#### WRITTEN PROBLEM 1
Rewrite the stretch of the listing from the line containing "like (150, 1)." through the end of the listing as a numbered list, with blank lines left out.

──────── EXTRACTED TEXT

How is the Common Domain Model standardising post-trade?
The complexity involved in trade processing has, for years, put market participants under considerable strain. Navigating this landscape has proved increasingly difficult due to the number of overlapping requirements introduced in the past decade, forcing firms to constantly recalibrate their workflows.
by Leo Labeis, CEO, REGnosys
The Common Domain Model (CDM) has emerged as one of the leading technologies designed to tackle this problem. The CDM is an open-source, human-readable and machine-executable data model for trade products and processes. It creates a digital representation of contracts and events across the lifecycle of financial transactions while supporting the conversion to and from existing messaging standards. This allows market participants to achieve consistency in the interpretation and implementation of post-trade requirements.
Despite emerging as an important tool in achieving greater cohesiveness in trade processing, one of the most frequently levelled criticisms against the CDM is that it is a solution looking for a problem.
This criticism, however, misunderstands the very purpose that the CDM was created to serve. The CDM has always been the analysis of a problem before being the outline of a solution. Not making the CDM a solution to a specific problem is precisely what allows it to tackle the inefficiencies it was designed to unlock.
The CDM is not – and shouldn’t be – a solution
Solutions exist at every point of the trade lifecycle, from matching to reporting to collateral management. Some of these solutions are widely adopted by the industry, and in most cases, organisations can choose between multiple available solutions.
The problem that persists across the post-trade landscape is not about a lack of solutions – it’s about a lack of interoperability. New mandates introduced after the 2008 global financial crisis, such as clearing, reporting or margin requirements, have led to a proliferation of new processes and fragmented approaches globally. ISDA itself has recognised that the “industry’s limited resources are not always focussed on developing and delivering common solutions.”

────────────────
──────── DATA FOR THIS TASK

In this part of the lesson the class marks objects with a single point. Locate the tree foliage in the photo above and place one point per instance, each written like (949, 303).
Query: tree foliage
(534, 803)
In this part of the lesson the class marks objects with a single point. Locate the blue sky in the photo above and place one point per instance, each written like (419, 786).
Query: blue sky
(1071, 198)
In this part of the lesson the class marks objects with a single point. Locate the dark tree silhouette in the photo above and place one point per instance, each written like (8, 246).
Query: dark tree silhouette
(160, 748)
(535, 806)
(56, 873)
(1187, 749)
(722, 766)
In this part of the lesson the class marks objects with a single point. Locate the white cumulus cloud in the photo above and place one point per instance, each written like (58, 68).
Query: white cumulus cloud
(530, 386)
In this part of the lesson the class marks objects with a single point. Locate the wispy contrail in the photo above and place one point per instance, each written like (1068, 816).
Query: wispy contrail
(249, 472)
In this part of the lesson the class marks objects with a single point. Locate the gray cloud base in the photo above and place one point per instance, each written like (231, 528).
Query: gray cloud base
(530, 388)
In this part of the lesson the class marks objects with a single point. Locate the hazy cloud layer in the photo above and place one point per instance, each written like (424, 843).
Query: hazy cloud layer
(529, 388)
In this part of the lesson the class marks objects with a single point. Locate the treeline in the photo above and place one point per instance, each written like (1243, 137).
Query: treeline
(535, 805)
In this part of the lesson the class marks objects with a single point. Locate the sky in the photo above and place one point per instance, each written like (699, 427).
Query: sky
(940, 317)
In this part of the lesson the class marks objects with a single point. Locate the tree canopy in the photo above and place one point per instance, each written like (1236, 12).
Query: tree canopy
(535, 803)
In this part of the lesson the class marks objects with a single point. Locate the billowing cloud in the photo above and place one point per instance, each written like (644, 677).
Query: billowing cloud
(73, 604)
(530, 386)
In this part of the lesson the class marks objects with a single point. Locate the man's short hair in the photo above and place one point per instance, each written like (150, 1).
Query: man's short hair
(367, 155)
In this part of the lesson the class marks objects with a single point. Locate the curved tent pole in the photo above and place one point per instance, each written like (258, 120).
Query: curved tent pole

────────────────

#### WRITTEN PROBLEM 2
According to the article on the Common Domain Model, what does the CDM create across the lifecycle of financial transactions?

#### FULL SOLUTION 1
1. In this part of the lesson the class marks objects with a single point. Locate the man's short hair in the photo above and place one point per instance, each written like (150, 1).
2. Query: man's short hair
3. (367, 155)
4. In this part of the lesson the class marks objects with a single point. Locate the curved tent pole in the photo above and place one point per instance, each written like (258, 120).
5. Query: curved tent pole

#### FULL SOLUTION 2
It creates a digital representation of contracts and events.